═════ Materials provided ═════
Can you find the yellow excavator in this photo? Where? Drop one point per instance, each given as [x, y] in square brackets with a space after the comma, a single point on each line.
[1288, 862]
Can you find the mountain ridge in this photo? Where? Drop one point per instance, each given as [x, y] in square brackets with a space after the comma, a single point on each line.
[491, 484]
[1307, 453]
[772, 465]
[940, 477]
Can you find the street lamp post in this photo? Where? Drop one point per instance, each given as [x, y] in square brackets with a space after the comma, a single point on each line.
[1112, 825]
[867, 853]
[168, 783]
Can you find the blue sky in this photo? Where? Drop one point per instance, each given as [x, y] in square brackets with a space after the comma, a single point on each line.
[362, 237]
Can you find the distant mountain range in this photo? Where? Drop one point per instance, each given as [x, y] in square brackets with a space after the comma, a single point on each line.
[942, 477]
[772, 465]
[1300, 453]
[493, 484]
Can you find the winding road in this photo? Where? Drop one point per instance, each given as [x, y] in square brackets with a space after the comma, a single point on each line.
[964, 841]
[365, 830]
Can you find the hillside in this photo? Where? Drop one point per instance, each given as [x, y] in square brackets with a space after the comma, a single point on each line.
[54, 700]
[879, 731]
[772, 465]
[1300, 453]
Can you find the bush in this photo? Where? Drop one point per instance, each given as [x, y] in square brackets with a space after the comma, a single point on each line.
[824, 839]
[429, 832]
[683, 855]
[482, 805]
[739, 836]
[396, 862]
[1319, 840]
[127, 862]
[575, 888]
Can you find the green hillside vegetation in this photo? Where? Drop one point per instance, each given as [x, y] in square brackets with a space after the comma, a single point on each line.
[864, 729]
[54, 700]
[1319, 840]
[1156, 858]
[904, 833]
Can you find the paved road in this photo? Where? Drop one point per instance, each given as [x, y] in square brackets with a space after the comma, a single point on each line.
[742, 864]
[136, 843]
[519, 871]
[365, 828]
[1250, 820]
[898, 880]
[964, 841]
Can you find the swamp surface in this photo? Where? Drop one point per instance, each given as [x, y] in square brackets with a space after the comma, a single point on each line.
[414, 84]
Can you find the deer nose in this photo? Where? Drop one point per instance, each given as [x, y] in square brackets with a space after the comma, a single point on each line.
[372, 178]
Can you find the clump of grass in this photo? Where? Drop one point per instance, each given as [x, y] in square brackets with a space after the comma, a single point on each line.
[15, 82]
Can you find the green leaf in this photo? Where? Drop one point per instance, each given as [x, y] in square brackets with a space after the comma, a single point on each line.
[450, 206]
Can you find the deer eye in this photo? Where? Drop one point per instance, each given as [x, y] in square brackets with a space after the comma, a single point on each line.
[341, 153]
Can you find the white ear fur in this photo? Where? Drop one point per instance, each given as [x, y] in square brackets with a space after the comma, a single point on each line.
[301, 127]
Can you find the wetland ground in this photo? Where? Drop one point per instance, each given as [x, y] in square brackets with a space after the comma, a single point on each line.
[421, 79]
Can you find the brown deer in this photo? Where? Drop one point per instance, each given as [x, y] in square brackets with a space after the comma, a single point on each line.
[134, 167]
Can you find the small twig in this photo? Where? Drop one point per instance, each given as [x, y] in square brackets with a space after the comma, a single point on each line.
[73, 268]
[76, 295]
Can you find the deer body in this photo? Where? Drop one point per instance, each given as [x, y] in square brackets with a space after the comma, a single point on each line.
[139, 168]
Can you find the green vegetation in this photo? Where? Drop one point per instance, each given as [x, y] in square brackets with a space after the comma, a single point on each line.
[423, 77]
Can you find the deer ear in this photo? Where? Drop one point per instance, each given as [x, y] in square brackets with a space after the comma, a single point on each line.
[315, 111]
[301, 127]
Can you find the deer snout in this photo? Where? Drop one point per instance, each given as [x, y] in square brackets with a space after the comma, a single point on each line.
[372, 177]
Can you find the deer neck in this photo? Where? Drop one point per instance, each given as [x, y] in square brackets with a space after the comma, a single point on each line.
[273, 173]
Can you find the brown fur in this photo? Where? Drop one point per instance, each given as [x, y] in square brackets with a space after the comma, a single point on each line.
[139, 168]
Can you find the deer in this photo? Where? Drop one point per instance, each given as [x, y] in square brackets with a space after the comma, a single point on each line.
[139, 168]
═════
Work instruction: Every entry above needs to be written out again exactly.

Task response:
Can you find the yellow excavator in this photo? Where? Drop one point per instance, each given as [x, y] in square brackets with a space after the comma, a single point on each line.
[1288, 862]
Can you find the mountain ridge in this photo? Where? Drop one point per instance, each given as [x, y] in square brackets with a space after the comma, a single point on each line.
[491, 484]
[1307, 453]
[772, 465]
[940, 477]
Can you find the street lamp post in this photo? Where? Drop one point per instance, each given as [x, y] in square brackets with a space after the comma, a single point on each line.
[1112, 825]
[867, 853]
[168, 783]
Can you find the blue sky in this photo? Where? Drop one point per instance, each given as [x, y] in square brackets with a space after the comma, a single point on each line.
[362, 237]
Can you find the distant mountain range in this photo? Where? Drop one point per instance, each given as [x, y] in square brackets with a space after the comma, a single point on each line.
[942, 477]
[772, 465]
[1300, 453]
[493, 484]
Can you find the winding road in this photo? Where? Drop one point per instance, each given as [x, y] in square brackets with a space after the comma, a single point on each line.
[964, 841]
[365, 830]
Can you find the hillside in this photo? Where? Drop one point per instance, each given as [x, y] in square brackets with a space after the comma, a single point on each line.
[54, 700]
[879, 731]
[772, 465]
[1300, 453]
Can you find the bush in this photo? Where? Drop one point per instance, each given as [x, y] in square brackets with a space after the comma, a single point on each line.
[824, 839]
[429, 832]
[683, 855]
[482, 805]
[739, 836]
[396, 862]
[1319, 840]
[127, 862]
[575, 888]
Can you find the green hillside vegetation in this photo? Where? Drop one point per instance, each given as [x, y] in square brackets with a space after the comma, a single point on each line.
[864, 729]
[54, 700]
[1319, 840]
[1156, 858]
[904, 833]
Can you find the paved road in this photo? Where? Drop one point per instance, each given as [x, y] in square brackets with a space after the comma, a single point on each line.
[742, 864]
[136, 843]
[519, 871]
[365, 828]
[1250, 820]
[898, 880]
[964, 841]
Can you find the swamp surface in this photo? Where? Drop one point per instance, each given as [x, y] in square brackets with a space after the comma, a single point on each line.
[414, 84]
Can you find the deer nose in this photo? Where? Drop one point per instance, each given as [x, y] in square brackets with a space after the comma, a single point on each line.
[372, 178]
Can you find the clump of grass in this photo? Where? Drop one point per instance, each given as [x, y] in square brackets with a space after the comma, a single point on each line.
[15, 82]
Can you find the green leaf in this photo? Where? Drop one point per instance, each given as [x, y] in square brackets with a space after the comma, a single point on each line.
[450, 206]
Can you find the deer eye in this photo? Where? Drop one point per instance, each given as [x, y] in square brackets with a space after the comma, a single point on each line.
[341, 153]
Can you find the white ear fur in this photo? Where? Drop one point per instance, each given as [x, y] in square brackets with a space after the comma, a single point on each line.
[301, 127]
Can you find the wetland ground in this photo? Where? Drop one point per instance, each given as [x, y] in square brackets with a space after the comma, a single point on each line.
[421, 79]
Can you find the brown deer in this photo? Where? Drop one point per instance, each given as [x, y] in square brackets with a space after the comma, a single point on each line.
[134, 167]
Can you find the small twig in this photo? Where? Drop one point per instance, each given as [x, y] in square brackets with a space after the comma, a single point on each line.
[73, 268]
[76, 295]
Can you find the deer body in this photo? Where? Drop one point per instance, each given as [x, y] in square brackets with a space after the comma, a single point on each line.
[139, 168]
Can you find the green vegetation in this photo? Where? Drop one point per instance, each given as [x, y] in square brackets with a space after the comma, a single point on each line.
[423, 77]
Can you find the deer ear in this photo? Where? Drop one point per instance, each given as [x, y] in square brackets with a space after the comma, a single point on each line.
[315, 111]
[301, 127]
Can you find the deer snout in this photo? Where? Drop one point per instance, each given as [x, y] in square brackets with a space after the comma, a single point on each line.
[372, 177]
Can you find the deer neck in this photo? Where? Drop one point per instance, each given as [x, y] in square brackets with a space after the comma, a single point on each line.
[273, 173]
Can you find the brown fur in this photo? Where? Drop one point per instance, each given as [x, y] in square brackets with a space after the comma, a single point on each line.
[139, 168]
Can you find the deer in this photo? Where? Drop one point per instance, each given as [x, y] in square brackets with a space after the comma, a single point on each line.
[139, 168]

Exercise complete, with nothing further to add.